### Source material
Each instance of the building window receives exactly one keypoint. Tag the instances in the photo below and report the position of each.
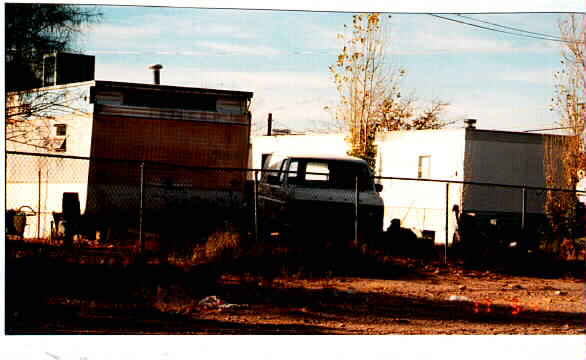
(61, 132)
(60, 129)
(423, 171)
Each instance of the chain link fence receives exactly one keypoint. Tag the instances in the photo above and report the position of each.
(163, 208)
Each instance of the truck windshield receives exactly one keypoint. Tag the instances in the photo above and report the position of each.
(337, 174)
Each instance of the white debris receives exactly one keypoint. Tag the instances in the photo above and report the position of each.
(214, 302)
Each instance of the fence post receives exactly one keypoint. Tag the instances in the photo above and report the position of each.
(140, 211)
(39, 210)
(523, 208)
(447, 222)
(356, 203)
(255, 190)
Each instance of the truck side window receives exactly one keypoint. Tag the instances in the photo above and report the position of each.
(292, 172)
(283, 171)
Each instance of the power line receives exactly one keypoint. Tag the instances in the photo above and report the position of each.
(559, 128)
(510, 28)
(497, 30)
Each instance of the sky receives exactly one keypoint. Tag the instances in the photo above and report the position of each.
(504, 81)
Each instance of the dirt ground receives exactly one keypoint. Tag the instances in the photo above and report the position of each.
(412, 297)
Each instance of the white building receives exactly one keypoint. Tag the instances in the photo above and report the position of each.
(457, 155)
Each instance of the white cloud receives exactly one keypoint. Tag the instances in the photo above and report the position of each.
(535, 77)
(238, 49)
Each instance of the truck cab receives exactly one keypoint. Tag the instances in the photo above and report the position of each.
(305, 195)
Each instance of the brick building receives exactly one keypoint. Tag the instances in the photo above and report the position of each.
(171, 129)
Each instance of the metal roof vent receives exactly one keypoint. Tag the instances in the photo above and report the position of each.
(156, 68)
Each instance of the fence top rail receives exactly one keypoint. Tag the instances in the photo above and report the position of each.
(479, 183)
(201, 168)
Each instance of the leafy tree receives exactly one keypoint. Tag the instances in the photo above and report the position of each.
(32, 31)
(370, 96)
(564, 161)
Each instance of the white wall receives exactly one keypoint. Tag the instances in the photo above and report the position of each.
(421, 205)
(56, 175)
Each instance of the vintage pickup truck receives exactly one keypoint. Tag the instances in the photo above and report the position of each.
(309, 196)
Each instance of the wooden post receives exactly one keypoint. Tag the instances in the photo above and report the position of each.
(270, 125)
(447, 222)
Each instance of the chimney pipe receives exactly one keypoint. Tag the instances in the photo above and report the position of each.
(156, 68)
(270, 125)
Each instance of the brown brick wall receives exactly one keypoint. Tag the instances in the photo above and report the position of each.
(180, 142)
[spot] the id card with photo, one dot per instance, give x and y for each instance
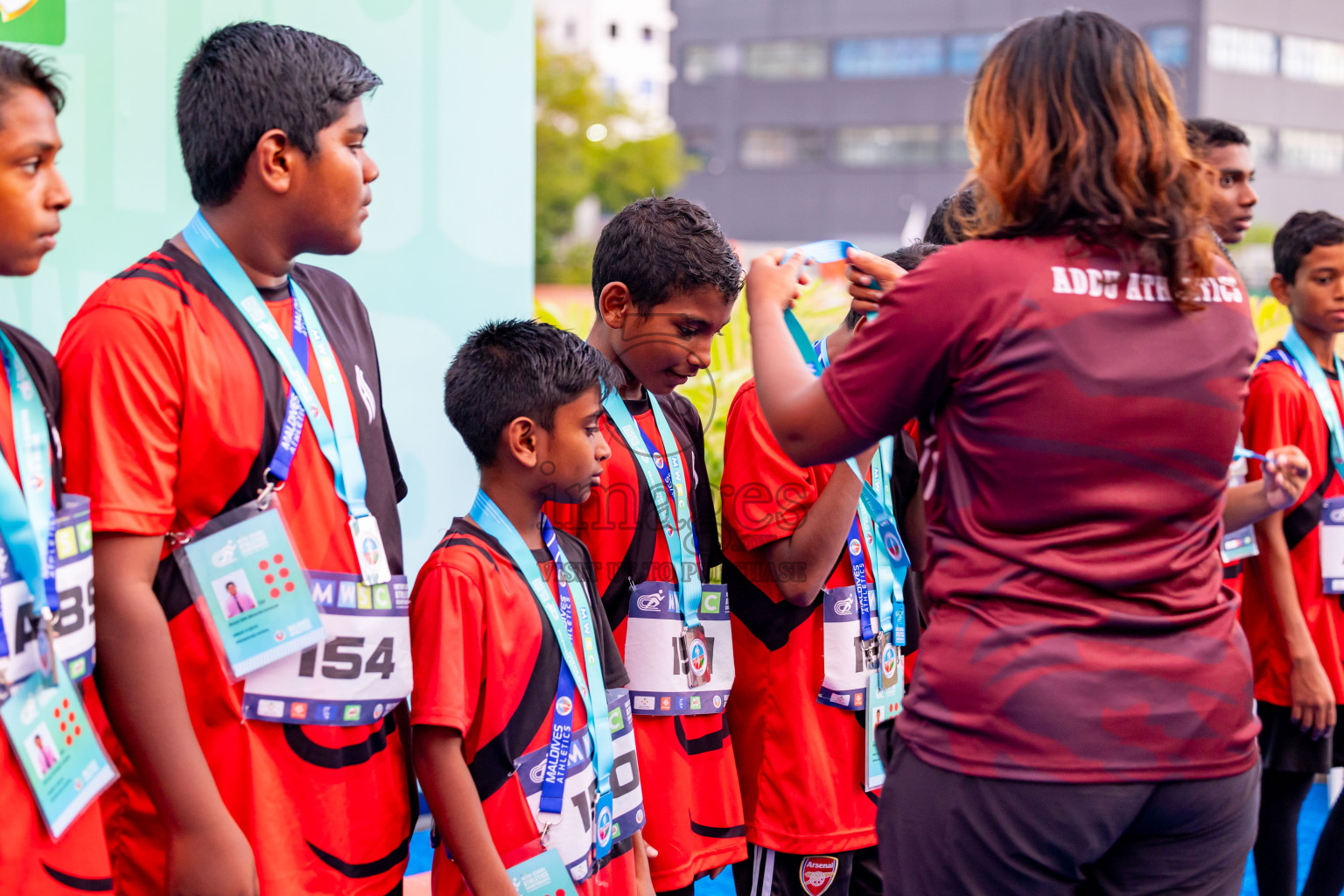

### Problem statement
Could you output the listing word for word, omitting every picture?

### Expected output
Each instance of the building window receives exactly one keypoint. Tag the instances in the photo below and report the position of each.
(61, 132)
(60, 129)
(423, 171)
Each instance of the chain link fence receives exactly one keypoint. Tag the instances in the photo above and report the position of each.
(163, 208)
Each instance of the truck windshield receives exactly one keypoint. Tag the instances in the photo above and report the position of each.
(337, 174)
Each instance of the white debris receives exactly one keypoint. Tag the instances in the photo above and report the position of each.
(214, 302)
Each instance of the fence post receives exactly one keypoint. Tag the instances in the photo above and report the position of each.
(140, 211)
(39, 210)
(523, 208)
(447, 222)
(356, 203)
(255, 190)
Each instance of the truck side window receives exactly one keypoint. Tag the instances in the photo above and report the position of each.
(292, 172)
(283, 171)
Each instance of the power line receives exactly one keypoint. Tag the instances in the photo above and report the position of each.
(559, 128)
(510, 28)
(497, 30)
Each instance of the sky receives exactly one keypoint. Tag the instances in the photo above and report the position of each.
(504, 81)
Each instance of the dirt ground receives exactly one keypoint. Tag the instances in the photo above and report the position of each.
(412, 297)
Each instance of the white building receives exactly one keypoint. Tag the instances in the photo above and report the position of each.
(457, 155)
Each instance of the white cloud receives exactly one keypoint. Tag the instances in the photo above and report the position of each.
(535, 77)
(238, 49)
Each instance of the truck cab receives exactly one keypoint. Tag the instances in the photo above and report the position of each.
(305, 195)
Each instance of the brick building receives exactly one keypoint. Tag the instances in the photo above and report the position of each.
(171, 129)
Each instance of the metal roof vent receives exactly one keypoint. Tag the instances in the photo above and report the position of each.
(156, 68)
Each instance of the fence top rail receives exactly one keypoint. Tag the instances in the photo above and report the position of each.
(479, 183)
(201, 168)
Each instance of the leafy tree receives exactly one keypoint. Tag the instances in the photo above and report the position of each.
(32, 31)
(370, 96)
(564, 161)
Each instance of the white wall receives exactly one keypoint. Tag the instances in the photo above and report the position of each.
(421, 205)
(56, 175)
Each instance of the vintage pickup truck receives exactly one keypoint. Tag the instances in the photo above and report the position of each.
(309, 196)
Each instance of the wooden post receives exactly one keypoint. Tag the instances in the photo above and report the position of each.
(270, 125)
(447, 222)
Each instance of the chimney pipe receives exactly one keypoint. Tag the instances in the photo above and report the position of each.
(156, 68)
(270, 125)
Each instance of the brown brick wall receives exactly one keypoint. Tag the instances in the photo above and report the position of each.
(180, 142)
[spot] the id card with photo, one dot per instance, give x and y for each instance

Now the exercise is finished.